═══ MATERIAL FOR THIS EXERCISE ═══
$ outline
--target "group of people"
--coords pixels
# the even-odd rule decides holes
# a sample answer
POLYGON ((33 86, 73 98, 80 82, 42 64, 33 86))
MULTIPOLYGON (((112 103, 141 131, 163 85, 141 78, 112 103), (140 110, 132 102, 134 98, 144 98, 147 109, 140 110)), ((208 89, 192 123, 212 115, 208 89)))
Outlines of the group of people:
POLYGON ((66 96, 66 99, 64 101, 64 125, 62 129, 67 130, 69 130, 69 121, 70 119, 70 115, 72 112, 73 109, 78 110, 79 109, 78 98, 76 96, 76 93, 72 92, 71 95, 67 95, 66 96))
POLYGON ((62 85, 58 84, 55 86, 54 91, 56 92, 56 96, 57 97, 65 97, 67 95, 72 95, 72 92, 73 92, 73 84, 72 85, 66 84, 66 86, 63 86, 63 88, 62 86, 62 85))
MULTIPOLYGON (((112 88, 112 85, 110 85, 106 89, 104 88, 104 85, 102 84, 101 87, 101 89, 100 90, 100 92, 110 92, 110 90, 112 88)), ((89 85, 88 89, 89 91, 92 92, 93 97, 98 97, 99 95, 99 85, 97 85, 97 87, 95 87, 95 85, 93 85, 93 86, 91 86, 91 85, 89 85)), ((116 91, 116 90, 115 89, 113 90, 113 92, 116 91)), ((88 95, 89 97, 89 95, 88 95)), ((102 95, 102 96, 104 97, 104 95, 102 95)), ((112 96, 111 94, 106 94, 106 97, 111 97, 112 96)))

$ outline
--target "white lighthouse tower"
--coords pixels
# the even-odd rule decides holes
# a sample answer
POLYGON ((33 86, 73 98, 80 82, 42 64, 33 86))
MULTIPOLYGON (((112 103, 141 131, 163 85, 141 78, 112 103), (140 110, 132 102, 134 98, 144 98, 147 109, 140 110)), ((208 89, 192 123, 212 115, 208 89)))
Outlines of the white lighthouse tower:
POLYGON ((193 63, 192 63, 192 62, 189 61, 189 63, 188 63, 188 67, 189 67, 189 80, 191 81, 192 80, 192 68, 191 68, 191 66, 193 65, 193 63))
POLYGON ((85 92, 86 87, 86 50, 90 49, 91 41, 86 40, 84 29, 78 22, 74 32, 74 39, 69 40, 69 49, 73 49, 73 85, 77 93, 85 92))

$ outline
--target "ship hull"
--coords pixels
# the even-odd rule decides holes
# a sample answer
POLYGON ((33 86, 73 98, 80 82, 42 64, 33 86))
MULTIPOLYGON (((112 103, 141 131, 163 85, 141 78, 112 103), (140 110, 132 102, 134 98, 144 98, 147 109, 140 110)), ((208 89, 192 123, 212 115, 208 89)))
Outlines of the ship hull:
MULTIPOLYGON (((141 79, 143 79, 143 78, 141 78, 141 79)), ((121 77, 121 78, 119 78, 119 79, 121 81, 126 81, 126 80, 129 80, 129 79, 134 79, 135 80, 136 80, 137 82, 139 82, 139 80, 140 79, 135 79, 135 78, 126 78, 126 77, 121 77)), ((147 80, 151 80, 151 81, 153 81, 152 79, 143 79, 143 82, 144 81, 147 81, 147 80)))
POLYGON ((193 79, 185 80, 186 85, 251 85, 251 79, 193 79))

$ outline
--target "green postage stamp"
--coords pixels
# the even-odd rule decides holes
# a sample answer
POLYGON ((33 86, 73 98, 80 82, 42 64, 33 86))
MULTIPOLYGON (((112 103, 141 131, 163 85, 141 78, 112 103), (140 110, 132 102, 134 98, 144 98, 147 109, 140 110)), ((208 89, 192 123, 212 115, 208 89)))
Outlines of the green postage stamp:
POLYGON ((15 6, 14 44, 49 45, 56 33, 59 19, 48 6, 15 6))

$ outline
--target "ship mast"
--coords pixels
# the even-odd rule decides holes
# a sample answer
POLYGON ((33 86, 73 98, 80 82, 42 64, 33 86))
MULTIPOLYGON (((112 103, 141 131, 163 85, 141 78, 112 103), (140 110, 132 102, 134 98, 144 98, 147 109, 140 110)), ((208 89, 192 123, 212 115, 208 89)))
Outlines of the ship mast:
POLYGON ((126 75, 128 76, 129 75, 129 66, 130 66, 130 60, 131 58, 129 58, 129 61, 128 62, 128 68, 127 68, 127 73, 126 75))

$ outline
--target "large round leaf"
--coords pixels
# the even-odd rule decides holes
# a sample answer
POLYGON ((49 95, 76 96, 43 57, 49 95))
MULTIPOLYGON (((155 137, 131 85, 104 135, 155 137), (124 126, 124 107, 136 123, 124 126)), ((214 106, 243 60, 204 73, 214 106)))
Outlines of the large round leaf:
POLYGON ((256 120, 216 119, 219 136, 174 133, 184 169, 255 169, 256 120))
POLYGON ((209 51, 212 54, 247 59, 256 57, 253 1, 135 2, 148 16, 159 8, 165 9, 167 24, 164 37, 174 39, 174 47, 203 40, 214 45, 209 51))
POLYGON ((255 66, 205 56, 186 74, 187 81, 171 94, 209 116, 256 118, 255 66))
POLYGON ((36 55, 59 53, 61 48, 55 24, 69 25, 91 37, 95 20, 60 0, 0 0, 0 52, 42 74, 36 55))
═══
STATED EXERCISE :: Render the lines of the data from the very first line through the line that contains "Outlines of the group", both included, as a JSON list of strings with one string per line and blank lines omitted.

OUTPUT BELOW ::
[
  "$ outline",
  "--target \"group of people\"",
  "--coords pixels",
  "# the even-odd rule decides holes",
  "# a sample answer",
  "POLYGON ((33 86, 73 98, 80 82, 42 64, 33 86))",
  "MULTIPOLYGON (((112 103, 141 131, 163 85, 141 78, 112 103), (140 110, 132 102, 134 98, 144 98, 147 109, 140 110)), ((208 89, 192 123, 212 115, 208 89)))",
  "Outlines of the group of people:"
]